# [SOURCE PASSAGE]
The National Science Foundation requires a data management plan to accompany all proposals submitted to the NSF from January 18, 2011 onward (NSF 2016). Despite this organizational wide mandate, most researchers and graduate students are typically not trained in best practices regarding data management, data sharing, or which tools and resources are available for archiving data and metadata. In this post, we answer some common questions you may have regarding data management plans and provide a brief review on free, open-source tools and resources available for handling data.
So, let’s get started!
What is the purpose of a data management plan?
To answer this question, it is best to think about the lifespan of data (and its corresponding metadata) (Figure 1). The amount of information known about data and metadata is at its highest level during the time of data collection/time of publication. Shortly after, specific details about data points, collection, etc. may be lost. Unforeseen things might happen (e.g., fire, floods, hard drive failure) during the lifetime of a researcher that would result in the loss of very valuable information regarding a dataset.
Think about viewing a dataset a year, 5 years, or 10 years after you initially collected the data, how many specific details would you remember without consulting your notes? And if you happen to be like me, you might spend a good hour or two just trying to decipher your own notes! Furthermore, would you remember the exact statistical tests you used for each analysis? This is why data management is extremely important. It allows researchers to safeguard their data, metadata, and any important information regarding data collection against the peril of time. This is to enable future researchers to utilize a dataset with the same amount of knowledge and confidence the data collector had at the point of collection.
A data management plan is simply a document that shows that you, as a researcher, have thought about these issues and have considered the best course of action to safeguard your data over time.
What exactly is metadata?
Simply put, metadata is data about data. It is information about a dataset so that a researcher who has no knowledge about a particular study can look at a dataset and understand how it was collected, what the codes/symbols represent, what are the caveats associated with the data, etc. This should include an in-depth description of why and how the data were collected—this is akin to the methods section of a research article but may be more detailed.
Each column header of the dataset should have an explanation. You, as the data collector, may very well know what TD_mm means but an outsider will definitely not. Similarly, the unit of observation should not be taken for granted. A column may be labeled Length, which is easy enough to interpret on its own, but is the length in question in milimeters, centimeters, meters, or is it something completely different and is in inches? And lastly, always explain what a 0 data point means. Sometimes, a 0 is used to indicate a lack of data. But other times, 0 may be an actual data point. It is very important to differentiate the two.
Where Do I Store My Data?

# [SUPPLIED DATA]
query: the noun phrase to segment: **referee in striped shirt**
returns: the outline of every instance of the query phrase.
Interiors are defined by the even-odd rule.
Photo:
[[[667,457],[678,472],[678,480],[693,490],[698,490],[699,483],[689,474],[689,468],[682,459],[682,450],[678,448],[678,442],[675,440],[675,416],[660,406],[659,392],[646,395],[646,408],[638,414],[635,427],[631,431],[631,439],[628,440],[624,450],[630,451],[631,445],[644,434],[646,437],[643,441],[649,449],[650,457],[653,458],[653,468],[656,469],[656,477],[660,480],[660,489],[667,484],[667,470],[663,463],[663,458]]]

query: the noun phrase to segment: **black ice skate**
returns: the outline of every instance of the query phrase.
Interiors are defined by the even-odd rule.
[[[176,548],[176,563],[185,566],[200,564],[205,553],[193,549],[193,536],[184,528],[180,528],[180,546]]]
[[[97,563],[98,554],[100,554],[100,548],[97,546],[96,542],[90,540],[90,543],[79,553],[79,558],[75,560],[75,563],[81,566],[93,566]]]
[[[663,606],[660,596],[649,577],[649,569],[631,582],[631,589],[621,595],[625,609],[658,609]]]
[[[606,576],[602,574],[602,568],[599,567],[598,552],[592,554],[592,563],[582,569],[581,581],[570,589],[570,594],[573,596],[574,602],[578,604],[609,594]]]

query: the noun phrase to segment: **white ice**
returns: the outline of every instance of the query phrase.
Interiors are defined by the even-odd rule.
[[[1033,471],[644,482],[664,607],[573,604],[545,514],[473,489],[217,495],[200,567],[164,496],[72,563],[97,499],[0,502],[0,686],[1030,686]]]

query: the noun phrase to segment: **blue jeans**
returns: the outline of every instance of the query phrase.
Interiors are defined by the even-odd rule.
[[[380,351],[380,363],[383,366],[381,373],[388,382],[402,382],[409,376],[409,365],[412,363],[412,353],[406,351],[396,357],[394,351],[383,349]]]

# [WHAT TO WORK ON]
**A.** Answer these questions from the post on data management plans:
(i) From what date does the NSF require a data management plan with proposals?
(ii) In the simplest terms the post gives, what is metadata?
(iii) Which column header does the post give as one an outsider would not understand?
**B.** From the post on data management plans, quote the passage starting at "The National Science" and ending at "data management plan?".
**C.** Does each statement agree with the post on data management plans? Answer yes or no and quote the words that decide it.
(i) Information about data and metadata is greatest at the time of collection or publication.
(ii) A 0 in a dataset always means that data is missing.
(iii) Most researchers are trained in best practices for data management.

# [EXPECTED OUTPUTS]
**A.**
(i) January 18, 2011
(ii) Data about data
(iii) TD_mm

**B.**
The National Science Foundation requires a data management plan to accompany all proposals submitted to the NSF from January 18, 2011 onward (NSF 2016). Despite this organizational wide mandate, most researchers and graduate students are typically not trained in best practices regarding data management, data sharing, or which tools and resources are available for archiving data and metadata. In this post, we answer some common questions you may have regarding data management plans and provide a brief review on free, open-source tools and resources available for handling data.
So, let’s get started!
What is the purpose of a data management plan?

**C.**
(i) Yes. "The amount of information known about data and metadata is at its highest level during the time of data collection/time of publication."
(ii) No. "Sometimes, a 0 is used to indicate a lack of data. But other times, 0 may be an actual data point."
(iii) No. "most researchers and graduate students are typically not trained in best practices regarding data management"